→ The problem: Locate all lines in the data below that hold "Target" and show them.

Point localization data
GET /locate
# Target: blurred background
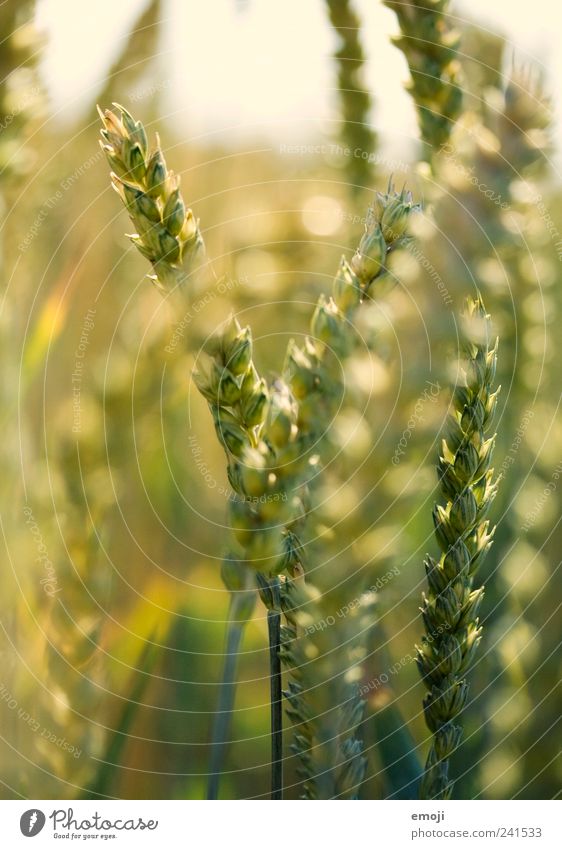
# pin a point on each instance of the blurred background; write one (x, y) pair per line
(113, 495)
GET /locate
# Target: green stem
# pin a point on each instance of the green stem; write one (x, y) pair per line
(223, 716)
(274, 630)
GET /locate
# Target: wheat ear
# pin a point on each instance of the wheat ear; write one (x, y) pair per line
(450, 609)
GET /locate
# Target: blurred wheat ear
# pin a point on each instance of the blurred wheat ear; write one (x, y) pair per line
(430, 45)
(450, 609)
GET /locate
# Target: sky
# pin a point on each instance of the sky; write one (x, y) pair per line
(237, 68)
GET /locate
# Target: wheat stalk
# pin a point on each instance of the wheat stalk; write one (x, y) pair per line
(356, 132)
(430, 45)
(167, 233)
(450, 609)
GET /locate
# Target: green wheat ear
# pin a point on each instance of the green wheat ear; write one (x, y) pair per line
(450, 609)
(430, 46)
(167, 233)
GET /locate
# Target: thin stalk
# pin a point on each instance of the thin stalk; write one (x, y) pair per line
(274, 630)
(227, 692)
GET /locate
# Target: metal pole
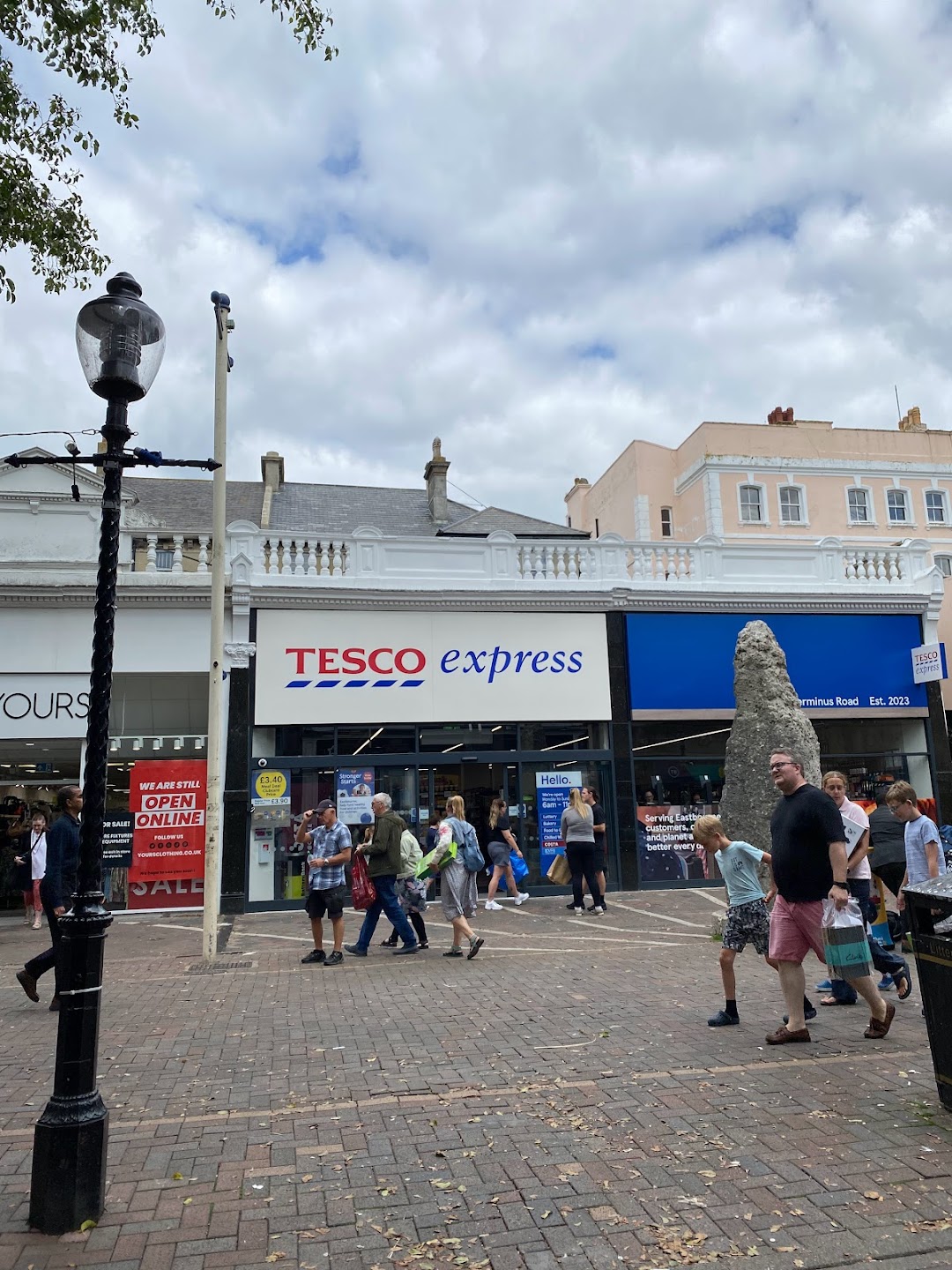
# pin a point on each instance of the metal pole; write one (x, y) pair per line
(70, 1139)
(216, 681)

→ Answer to the problem:
# Target: blurred background
# Target: green stem
# Target: wheat ear
# Target: blurred wheat ear
# Target: sky
# Target: wheat stalk
# Target: green wheat ear
# Target: thin stalk
# Target: metal pole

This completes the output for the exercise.